— RECORDS SUPPLIED —

#####

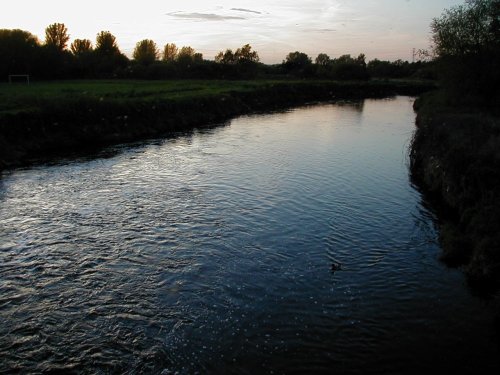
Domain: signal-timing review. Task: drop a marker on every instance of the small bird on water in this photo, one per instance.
(336, 267)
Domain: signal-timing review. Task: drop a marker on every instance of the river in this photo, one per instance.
(212, 251)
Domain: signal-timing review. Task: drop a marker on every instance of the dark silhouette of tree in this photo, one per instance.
(169, 52)
(466, 29)
(467, 45)
(297, 59)
(18, 52)
(246, 55)
(187, 55)
(57, 35)
(81, 46)
(106, 43)
(146, 52)
(226, 57)
(298, 63)
(109, 59)
(322, 59)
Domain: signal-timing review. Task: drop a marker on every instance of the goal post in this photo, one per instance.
(19, 77)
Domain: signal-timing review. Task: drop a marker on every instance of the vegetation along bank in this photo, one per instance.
(49, 118)
(455, 156)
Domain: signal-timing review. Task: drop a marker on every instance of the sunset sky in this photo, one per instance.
(386, 29)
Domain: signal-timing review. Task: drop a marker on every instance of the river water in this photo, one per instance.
(212, 252)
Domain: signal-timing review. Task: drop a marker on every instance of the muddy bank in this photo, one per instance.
(79, 123)
(455, 159)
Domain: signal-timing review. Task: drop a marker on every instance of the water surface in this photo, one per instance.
(211, 252)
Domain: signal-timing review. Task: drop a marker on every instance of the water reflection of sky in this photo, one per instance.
(386, 29)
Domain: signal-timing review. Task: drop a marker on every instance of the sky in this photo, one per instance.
(384, 29)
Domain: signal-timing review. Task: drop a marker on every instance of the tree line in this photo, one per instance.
(22, 53)
(466, 42)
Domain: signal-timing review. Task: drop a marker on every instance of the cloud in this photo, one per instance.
(203, 16)
(246, 10)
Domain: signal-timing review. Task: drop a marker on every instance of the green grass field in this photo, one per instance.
(22, 97)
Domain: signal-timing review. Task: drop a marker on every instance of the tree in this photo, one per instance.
(146, 52)
(169, 52)
(108, 58)
(323, 59)
(186, 55)
(226, 57)
(18, 52)
(467, 29)
(246, 55)
(57, 35)
(297, 60)
(467, 45)
(81, 46)
(106, 43)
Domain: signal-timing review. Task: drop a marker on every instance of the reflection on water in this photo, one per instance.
(211, 252)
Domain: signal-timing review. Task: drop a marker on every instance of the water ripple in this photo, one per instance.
(211, 252)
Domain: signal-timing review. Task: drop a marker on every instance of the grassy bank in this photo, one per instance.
(455, 158)
(50, 118)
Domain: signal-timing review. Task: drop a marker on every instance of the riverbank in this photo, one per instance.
(44, 119)
(455, 159)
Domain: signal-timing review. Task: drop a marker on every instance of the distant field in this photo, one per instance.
(20, 97)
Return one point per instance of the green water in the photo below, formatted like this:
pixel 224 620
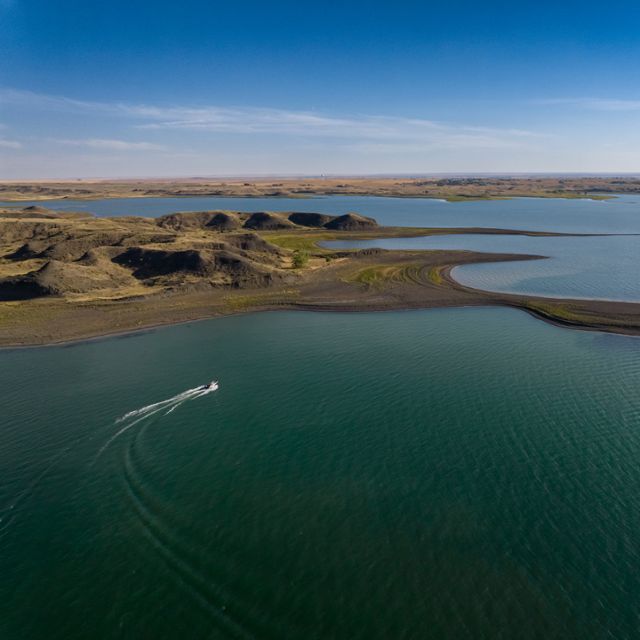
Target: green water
pixel 469 473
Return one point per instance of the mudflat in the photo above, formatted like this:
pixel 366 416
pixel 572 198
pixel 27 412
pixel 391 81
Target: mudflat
pixel 72 276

#####

— PROBLEM TO WORK ON —
For the string "point", filter the data and copy out each line where it occurs.

— THE COMPLETED TASK —
Return one point per instance of the green water in the photo below, formatted like this:
Return one point per instance of the mudflat in the photo above, formatted like this:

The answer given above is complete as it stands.